#### [Assignment]
Give back exactly the lines that start at the one containing "Query: standing visitor" and run to the end of the material, leaving out the pictures.

#### [Material supplied]
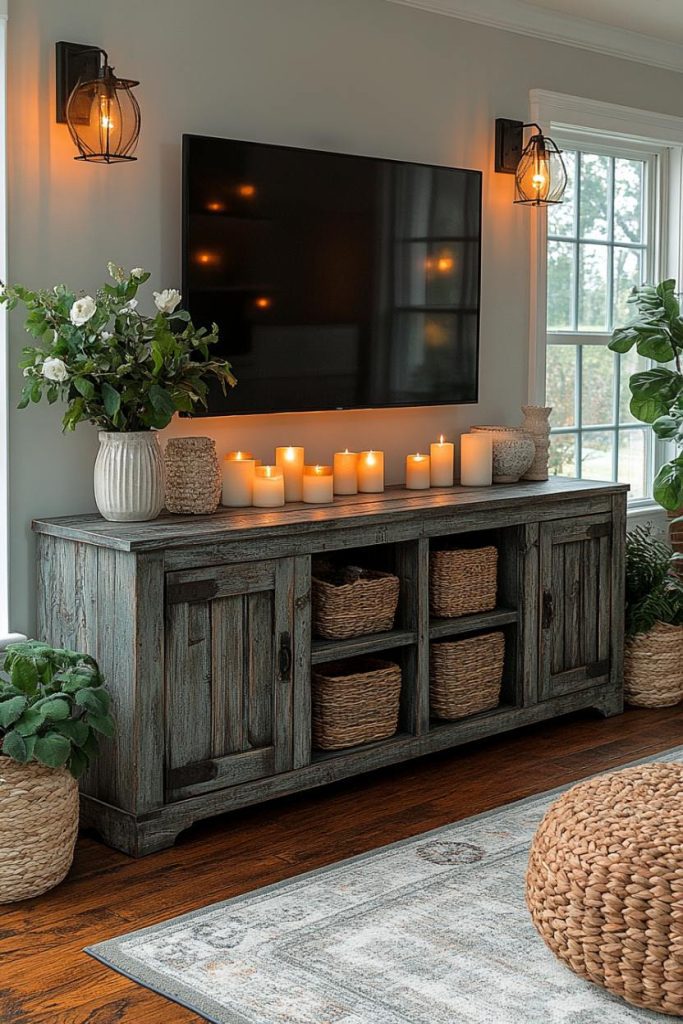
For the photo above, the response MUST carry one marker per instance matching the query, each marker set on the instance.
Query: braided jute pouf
(604, 885)
(38, 826)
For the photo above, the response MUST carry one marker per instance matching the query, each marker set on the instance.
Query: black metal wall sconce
(102, 114)
(541, 176)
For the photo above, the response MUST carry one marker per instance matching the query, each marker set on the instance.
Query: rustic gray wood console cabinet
(202, 627)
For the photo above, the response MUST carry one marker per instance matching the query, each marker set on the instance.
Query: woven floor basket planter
(354, 701)
(462, 582)
(604, 885)
(653, 667)
(352, 602)
(38, 826)
(465, 676)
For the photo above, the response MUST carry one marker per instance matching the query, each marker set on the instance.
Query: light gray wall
(357, 76)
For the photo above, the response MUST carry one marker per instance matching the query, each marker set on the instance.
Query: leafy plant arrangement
(652, 593)
(52, 706)
(114, 366)
(656, 331)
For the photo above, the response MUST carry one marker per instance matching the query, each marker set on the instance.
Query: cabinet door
(574, 604)
(228, 675)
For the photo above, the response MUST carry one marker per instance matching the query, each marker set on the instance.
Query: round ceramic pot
(514, 452)
(129, 476)
(38, 827)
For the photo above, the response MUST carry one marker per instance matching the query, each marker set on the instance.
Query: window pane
(596, 458)
(627, 272)
(594, 195)
(632, 462)
(561, 384)
(597, 385)
(593, 288)
(629, 180)
(560, 286)
(631, 364)
(562, 458)
(561, 217)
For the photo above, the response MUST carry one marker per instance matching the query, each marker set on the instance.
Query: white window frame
(620, 130)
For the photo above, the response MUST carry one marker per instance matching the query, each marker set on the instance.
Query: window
(601, 241)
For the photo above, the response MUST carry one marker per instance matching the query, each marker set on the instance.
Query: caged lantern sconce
(102, 114)
(541, 176)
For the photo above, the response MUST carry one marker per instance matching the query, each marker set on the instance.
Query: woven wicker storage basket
(193, 475)
(465, 676)
(352, 602)
(462, 581)
(38, 826)
(354, 701)
(653, 667)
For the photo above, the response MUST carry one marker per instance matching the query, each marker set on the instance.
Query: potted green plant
(53, 706)
(653, 652)
(125, 372)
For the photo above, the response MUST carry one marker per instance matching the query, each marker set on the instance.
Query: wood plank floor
(46, 979)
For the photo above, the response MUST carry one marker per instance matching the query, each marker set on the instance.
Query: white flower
(82, 310)
(167, 300)
(54, 370)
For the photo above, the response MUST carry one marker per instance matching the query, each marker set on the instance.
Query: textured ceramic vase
(513, 452)
(129, 476)
(537, 423)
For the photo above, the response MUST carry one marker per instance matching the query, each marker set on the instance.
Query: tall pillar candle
(346, 472)
(238, 477)
(268, 486)
(371, 472)
(417, 472)
(476, 459)
(290, 460)
(441, 454)
(317, 484)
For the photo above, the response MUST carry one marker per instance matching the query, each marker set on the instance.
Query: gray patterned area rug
(432, 930)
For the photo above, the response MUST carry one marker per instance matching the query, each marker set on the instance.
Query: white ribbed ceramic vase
(129, 476)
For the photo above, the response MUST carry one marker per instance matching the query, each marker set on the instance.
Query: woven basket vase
(354, 701)
(465, 676)
(38, 826)
(653, 667)
(462, 581)
(193, 475)
(353, 602)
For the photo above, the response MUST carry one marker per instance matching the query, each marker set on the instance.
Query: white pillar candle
(371, 472)
(290, 460)
(268, 486)
(238, 476)
(441, 454)
(476, 457)
(346, 472)
(317, 484)
(417, 471)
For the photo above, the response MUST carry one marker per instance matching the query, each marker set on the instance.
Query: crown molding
(525, 19)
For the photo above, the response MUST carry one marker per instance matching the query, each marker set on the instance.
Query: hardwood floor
(46, 979)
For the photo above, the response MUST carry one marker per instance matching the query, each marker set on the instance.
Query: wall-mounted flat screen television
(338, 282)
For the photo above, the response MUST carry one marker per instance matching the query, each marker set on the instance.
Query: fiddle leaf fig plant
(53, 705)
(656, 331)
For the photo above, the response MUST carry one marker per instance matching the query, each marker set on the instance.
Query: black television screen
(337, 282)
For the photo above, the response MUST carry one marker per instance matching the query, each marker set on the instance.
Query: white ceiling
(662, 18)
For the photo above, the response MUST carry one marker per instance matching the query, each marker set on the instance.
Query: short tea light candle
(268, 486)
(346, 472)
(317, 484)
(371, 472)
(417, 472)
(476, 460)
(290, 460)
(238, 477)
(441, 454)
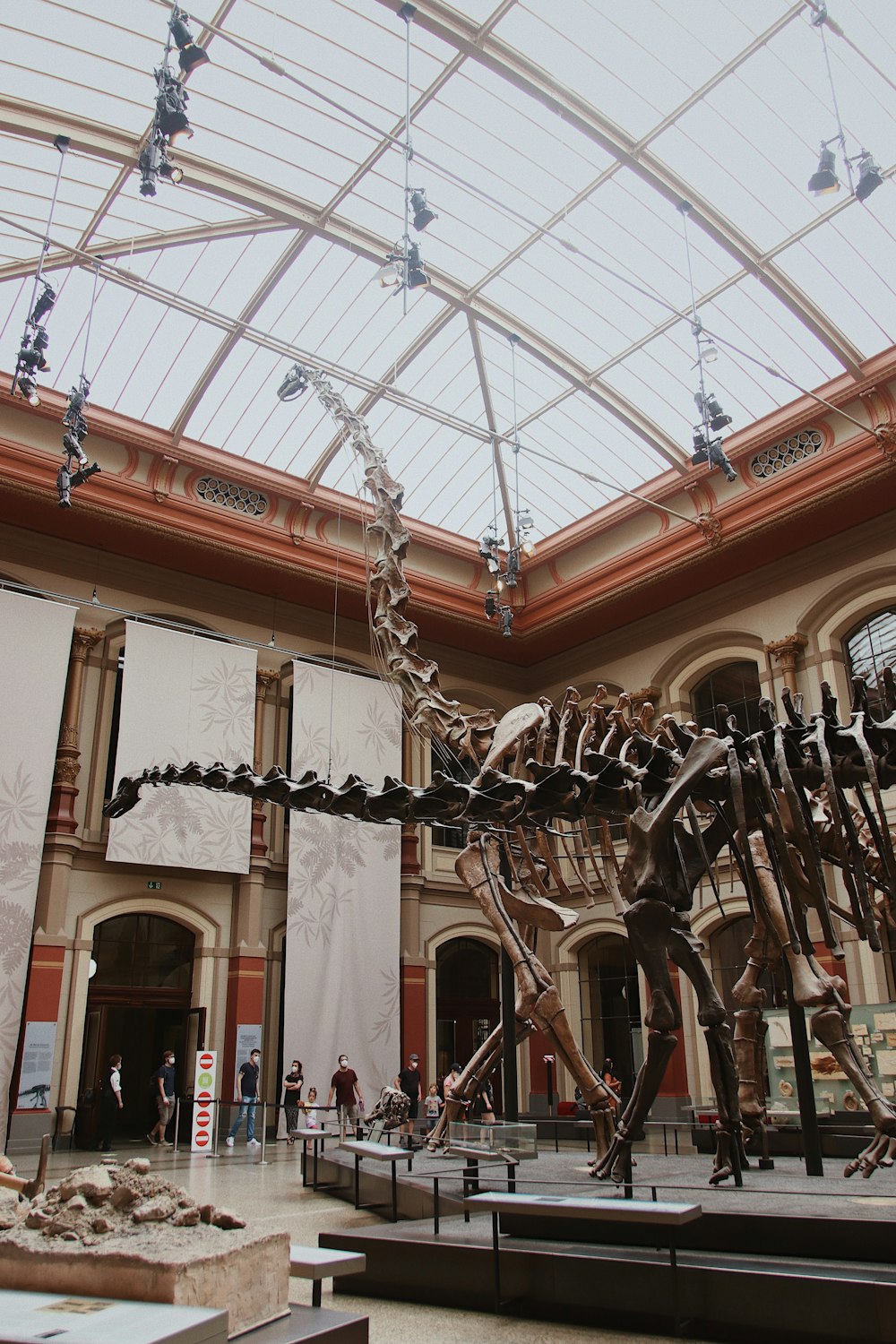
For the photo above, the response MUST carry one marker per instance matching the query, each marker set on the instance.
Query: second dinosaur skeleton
(788, 800)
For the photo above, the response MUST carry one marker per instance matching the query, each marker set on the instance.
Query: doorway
(139, 1004)
(468, 1004)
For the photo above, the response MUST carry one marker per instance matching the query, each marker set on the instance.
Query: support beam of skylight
(446, 23)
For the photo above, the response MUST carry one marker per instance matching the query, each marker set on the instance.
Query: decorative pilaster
(786, 652)
(263, 679)
(62, 797)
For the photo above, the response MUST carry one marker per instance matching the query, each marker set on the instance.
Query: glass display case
(509, 1142)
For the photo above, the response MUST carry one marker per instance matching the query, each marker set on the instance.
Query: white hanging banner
(185, 698)
(344, 890)
(34, 666)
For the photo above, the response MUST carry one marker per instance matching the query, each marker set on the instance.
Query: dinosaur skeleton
(548, 781)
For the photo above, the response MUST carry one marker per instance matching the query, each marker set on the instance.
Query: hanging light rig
(825, 182)
(169, 117)
(522, 546)
(403, 268)
(32, 349)
(707, 441)
(77, 468)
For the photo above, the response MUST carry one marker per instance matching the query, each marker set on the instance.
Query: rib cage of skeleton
(788, 801)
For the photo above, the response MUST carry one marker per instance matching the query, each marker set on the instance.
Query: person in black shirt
(247, 1097)
(164, 1098)
(409, 1081)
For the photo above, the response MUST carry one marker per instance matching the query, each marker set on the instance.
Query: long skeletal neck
(395, 634)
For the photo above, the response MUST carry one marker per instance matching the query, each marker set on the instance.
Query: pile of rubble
(109, 1202)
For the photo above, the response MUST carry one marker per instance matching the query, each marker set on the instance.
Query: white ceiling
(555, 142)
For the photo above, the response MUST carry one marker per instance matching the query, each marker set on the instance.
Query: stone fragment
(185, 1217)
(223, 1218)
(94, 1183)
(155, 1210)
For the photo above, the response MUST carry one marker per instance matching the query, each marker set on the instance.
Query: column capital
(83, 640)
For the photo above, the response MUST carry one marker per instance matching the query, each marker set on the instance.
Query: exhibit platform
(794, 1257)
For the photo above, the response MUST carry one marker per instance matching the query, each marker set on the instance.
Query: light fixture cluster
(823, 182)
(35, 339)
(403, 268)
(169, 118)
(77, 468)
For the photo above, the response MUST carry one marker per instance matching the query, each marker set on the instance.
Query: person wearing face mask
(164, 1081)
(346, 1088)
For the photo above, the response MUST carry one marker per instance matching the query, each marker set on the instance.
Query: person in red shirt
(346, 1088)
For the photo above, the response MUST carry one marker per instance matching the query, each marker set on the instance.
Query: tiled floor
(271, 1196)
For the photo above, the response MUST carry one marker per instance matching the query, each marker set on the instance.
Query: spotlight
(293, 384)
(43, 304)
(711, 452)
(171, 107)
(711, 411)
(825, 180)
(422, 212)
(416, 273)
(191, 56)
(392, 271)
(869, 177)
(27, 384)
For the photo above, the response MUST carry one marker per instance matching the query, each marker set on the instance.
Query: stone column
(786, 652)
(64, 793)
(263, 679)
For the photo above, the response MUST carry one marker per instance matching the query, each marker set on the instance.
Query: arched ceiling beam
(241, 228)
(506, 64)
(115, 145)
(509, 521)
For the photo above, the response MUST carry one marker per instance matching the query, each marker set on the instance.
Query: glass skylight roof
(554, 142)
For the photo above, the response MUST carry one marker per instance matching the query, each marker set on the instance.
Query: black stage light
(825, 179)
(869, 177)
(422, 212)
(43, 304)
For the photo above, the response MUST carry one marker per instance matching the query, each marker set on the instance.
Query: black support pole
(805, 1090)
(508, 1024)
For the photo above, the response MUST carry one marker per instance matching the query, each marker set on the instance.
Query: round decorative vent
(791, 451)
(226, 495)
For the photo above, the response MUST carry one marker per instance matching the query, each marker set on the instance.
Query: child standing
(433, 1107)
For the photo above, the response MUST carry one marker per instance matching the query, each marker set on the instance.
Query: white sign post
(204, 1105)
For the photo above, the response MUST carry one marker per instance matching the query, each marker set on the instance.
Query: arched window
(871, 648)
(737, 685)
(468, 1004)
(611, 1007)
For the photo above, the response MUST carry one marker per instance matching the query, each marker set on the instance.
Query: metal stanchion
(263, 1160)
(214, 1150)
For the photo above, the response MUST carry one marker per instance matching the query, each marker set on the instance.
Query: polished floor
(271, 1196)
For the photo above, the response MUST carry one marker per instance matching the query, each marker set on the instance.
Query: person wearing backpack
(163, 1082)
(110, 1102)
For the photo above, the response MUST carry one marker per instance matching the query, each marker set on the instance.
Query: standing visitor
(164, 1098)
(247, 1098)
(293, 1096)
(109, 1102)
(410, 1082)
(346, 1088)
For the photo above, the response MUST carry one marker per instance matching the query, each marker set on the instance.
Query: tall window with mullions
(737, 685)
(871, 647)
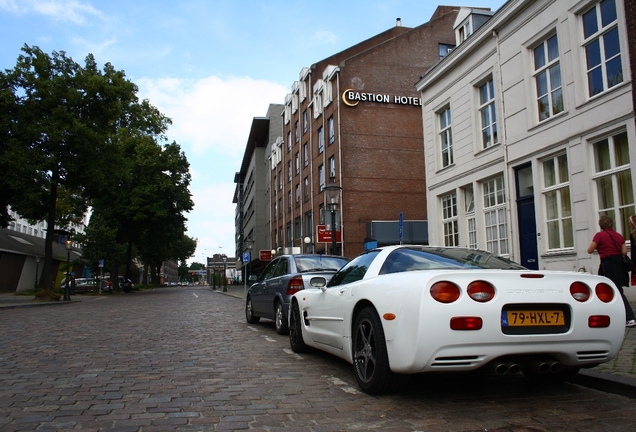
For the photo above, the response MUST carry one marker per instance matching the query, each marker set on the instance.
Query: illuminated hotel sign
(352, 98)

#### [Exercise response]
Query: standing visitor
(164, 1098)
(247, 1098)
(293, 1096)
(109, 1102)
(410, 1082)
(346, 1088)
For the photo above, the response MUST carry one marker per instance matching the query, each marker set on the instance.
Query: tall window with mullions
(737, 685)
(871, 647)
For the photo above, the response MUST carry one marker per instance matching the query, each marker set on the instance.
Query: illuminated hotel sign
(352, 98)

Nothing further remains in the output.